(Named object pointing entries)
---------------
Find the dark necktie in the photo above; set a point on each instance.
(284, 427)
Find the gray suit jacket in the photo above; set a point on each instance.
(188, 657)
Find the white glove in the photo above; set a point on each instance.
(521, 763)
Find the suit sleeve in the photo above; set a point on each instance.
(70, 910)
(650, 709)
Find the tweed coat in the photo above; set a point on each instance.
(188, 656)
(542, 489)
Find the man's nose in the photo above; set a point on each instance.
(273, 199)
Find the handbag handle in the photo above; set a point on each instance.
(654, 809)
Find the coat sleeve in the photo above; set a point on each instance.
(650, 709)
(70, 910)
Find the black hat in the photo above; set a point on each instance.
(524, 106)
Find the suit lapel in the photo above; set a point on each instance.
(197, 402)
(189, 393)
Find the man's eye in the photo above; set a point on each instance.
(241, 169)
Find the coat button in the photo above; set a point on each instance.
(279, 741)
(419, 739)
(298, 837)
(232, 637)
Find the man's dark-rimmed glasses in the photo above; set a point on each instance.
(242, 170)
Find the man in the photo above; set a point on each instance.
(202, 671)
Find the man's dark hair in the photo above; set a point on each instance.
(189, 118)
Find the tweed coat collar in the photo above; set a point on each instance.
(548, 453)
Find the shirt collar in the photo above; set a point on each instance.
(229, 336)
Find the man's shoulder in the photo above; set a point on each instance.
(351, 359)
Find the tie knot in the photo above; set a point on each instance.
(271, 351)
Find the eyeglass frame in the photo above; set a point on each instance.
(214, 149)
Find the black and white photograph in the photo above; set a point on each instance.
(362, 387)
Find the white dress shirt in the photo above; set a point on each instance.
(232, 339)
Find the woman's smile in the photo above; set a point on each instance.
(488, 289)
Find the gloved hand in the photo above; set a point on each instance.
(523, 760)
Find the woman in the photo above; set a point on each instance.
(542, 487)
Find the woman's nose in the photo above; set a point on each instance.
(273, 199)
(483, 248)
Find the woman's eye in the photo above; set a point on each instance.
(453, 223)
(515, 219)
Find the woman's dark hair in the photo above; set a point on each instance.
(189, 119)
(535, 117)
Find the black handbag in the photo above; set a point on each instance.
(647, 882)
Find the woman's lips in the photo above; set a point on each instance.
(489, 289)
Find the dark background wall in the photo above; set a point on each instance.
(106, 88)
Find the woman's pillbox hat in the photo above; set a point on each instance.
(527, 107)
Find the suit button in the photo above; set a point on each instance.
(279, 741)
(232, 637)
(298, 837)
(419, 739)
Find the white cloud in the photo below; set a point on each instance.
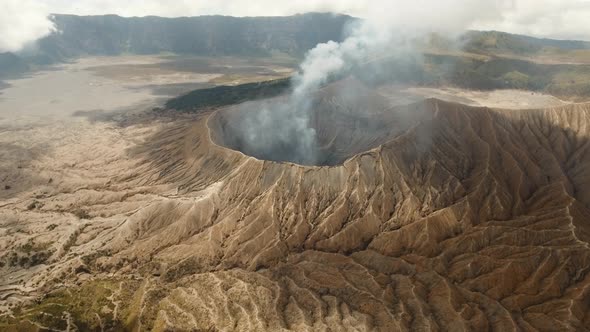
---------------
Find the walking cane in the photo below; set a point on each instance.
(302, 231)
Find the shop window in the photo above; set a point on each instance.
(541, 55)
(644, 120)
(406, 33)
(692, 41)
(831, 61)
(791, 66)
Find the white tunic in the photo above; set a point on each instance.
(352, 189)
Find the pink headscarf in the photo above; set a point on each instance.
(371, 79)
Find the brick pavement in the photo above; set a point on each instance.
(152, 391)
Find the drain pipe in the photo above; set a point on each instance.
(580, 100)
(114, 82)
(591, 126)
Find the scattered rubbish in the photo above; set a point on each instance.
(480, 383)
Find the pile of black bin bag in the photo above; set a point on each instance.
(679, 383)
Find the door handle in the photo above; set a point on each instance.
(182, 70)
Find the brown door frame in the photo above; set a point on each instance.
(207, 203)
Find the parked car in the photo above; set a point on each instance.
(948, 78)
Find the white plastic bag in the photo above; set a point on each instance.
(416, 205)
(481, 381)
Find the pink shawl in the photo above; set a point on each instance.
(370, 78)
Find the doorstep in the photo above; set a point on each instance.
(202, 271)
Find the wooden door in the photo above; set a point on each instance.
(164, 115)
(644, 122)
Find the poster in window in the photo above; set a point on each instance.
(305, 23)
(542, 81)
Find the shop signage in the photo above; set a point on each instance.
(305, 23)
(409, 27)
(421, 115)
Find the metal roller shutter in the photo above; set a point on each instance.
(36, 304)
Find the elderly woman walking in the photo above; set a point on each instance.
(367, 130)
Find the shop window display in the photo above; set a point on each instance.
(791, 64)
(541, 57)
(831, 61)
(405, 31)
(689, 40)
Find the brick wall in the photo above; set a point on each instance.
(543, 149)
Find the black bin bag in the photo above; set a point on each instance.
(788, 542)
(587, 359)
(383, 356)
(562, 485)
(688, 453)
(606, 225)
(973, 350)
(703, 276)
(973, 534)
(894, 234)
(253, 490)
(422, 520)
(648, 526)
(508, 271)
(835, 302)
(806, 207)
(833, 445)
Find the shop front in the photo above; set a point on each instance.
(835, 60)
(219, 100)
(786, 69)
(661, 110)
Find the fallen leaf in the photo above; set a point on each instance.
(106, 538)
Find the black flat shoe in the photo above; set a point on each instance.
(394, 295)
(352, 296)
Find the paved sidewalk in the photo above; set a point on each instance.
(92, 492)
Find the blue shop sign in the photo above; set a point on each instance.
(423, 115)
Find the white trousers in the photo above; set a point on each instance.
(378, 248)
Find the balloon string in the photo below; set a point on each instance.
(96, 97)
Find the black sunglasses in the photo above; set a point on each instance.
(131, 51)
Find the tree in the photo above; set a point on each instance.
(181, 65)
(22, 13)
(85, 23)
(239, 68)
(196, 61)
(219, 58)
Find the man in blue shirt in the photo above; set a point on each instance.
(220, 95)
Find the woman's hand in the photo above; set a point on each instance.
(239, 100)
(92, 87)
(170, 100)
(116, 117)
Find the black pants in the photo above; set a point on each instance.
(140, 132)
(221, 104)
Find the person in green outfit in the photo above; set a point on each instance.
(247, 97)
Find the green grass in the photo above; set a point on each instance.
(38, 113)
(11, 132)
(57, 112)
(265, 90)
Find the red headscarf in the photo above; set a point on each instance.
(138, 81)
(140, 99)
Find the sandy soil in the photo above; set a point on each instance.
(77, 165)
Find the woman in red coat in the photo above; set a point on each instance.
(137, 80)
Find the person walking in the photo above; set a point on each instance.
---------------
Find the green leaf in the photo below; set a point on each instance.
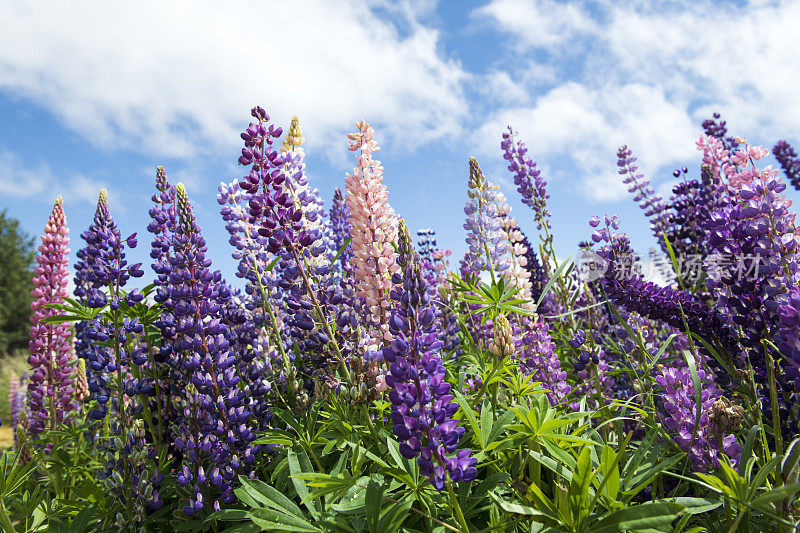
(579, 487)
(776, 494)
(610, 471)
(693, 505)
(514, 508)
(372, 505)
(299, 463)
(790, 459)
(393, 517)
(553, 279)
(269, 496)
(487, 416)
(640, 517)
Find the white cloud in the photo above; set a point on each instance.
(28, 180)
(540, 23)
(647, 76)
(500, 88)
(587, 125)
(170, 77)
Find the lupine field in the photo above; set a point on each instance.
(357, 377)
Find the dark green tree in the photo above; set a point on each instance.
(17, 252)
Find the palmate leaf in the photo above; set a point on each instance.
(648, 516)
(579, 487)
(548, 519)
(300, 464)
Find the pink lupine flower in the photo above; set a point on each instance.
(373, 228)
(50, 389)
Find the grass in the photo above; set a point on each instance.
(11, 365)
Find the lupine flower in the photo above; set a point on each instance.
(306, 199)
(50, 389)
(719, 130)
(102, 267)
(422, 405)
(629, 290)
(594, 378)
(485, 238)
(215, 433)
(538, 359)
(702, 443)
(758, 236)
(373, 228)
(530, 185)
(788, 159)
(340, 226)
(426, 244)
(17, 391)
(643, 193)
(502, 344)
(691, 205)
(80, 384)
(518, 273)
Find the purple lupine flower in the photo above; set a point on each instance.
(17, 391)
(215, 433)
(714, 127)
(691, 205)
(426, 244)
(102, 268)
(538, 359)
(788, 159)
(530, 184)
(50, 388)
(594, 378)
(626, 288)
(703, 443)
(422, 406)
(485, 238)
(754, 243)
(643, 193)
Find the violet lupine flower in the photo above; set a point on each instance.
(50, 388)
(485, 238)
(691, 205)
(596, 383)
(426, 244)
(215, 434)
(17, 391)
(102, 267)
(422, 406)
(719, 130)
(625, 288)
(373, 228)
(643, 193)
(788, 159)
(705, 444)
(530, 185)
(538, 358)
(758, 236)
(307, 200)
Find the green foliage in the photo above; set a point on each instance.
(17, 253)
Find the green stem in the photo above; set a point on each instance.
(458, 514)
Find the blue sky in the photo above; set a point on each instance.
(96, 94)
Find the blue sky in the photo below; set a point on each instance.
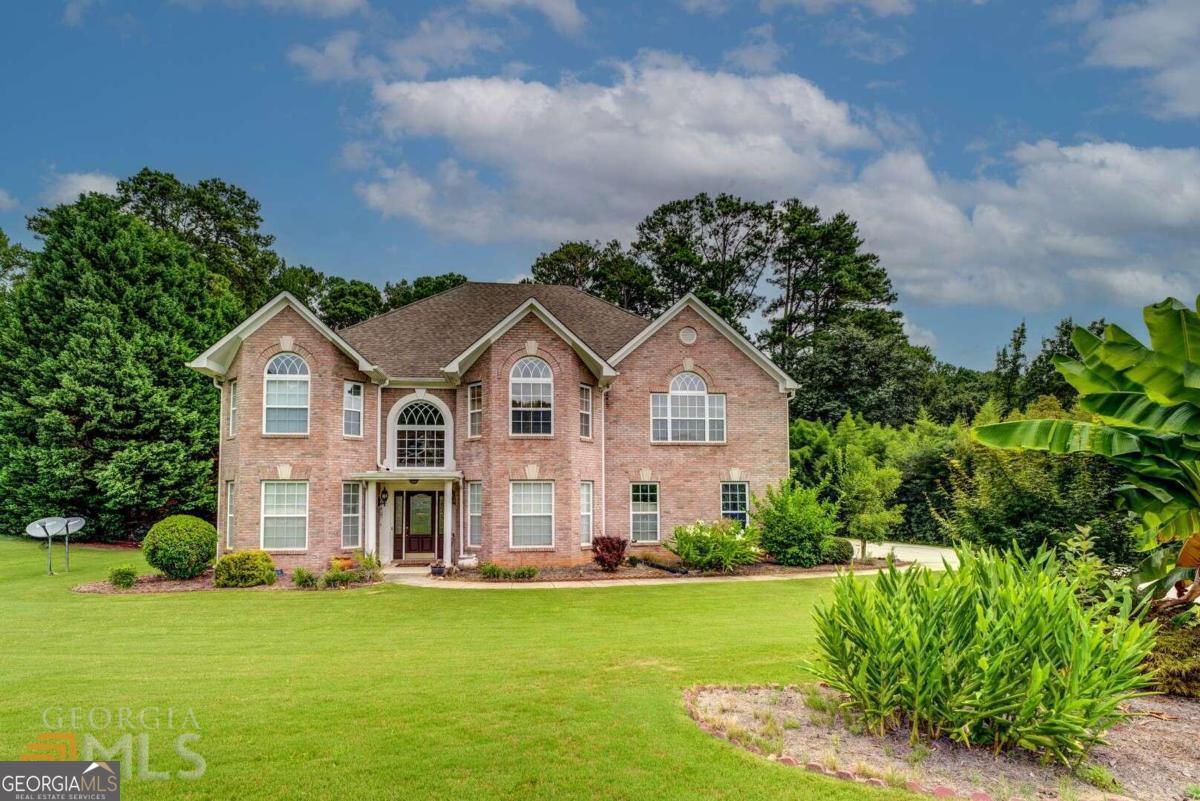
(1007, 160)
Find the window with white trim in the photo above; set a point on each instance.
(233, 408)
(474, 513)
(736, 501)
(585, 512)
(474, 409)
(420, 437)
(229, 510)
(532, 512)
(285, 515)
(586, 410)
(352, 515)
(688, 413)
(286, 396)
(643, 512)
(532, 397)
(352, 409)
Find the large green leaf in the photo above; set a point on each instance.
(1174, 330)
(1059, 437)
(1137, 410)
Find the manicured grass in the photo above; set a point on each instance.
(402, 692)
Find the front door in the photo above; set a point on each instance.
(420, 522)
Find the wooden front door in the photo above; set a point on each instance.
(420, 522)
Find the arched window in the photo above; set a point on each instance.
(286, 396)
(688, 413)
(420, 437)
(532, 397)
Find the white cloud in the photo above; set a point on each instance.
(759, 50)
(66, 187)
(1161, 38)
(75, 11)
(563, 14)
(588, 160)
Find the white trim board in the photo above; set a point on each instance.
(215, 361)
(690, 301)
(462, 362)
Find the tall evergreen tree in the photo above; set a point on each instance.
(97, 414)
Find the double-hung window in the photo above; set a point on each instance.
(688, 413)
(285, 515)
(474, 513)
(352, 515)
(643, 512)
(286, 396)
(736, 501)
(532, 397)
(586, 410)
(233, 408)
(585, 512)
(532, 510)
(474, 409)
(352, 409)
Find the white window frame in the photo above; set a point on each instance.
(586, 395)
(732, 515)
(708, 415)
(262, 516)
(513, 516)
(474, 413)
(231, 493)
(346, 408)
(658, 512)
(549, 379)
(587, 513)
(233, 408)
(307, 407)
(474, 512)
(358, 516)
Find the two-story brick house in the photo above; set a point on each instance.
---------------
*OBJECTIVE*. Pick out every line of the entries above that contains the word "headscarf". Case counts.

*COMPLETE ANSWER*.
Find the pink headscarf in the photo above; set a point on each instance.
Find the red headscarf in the photo above; set a point on each instance.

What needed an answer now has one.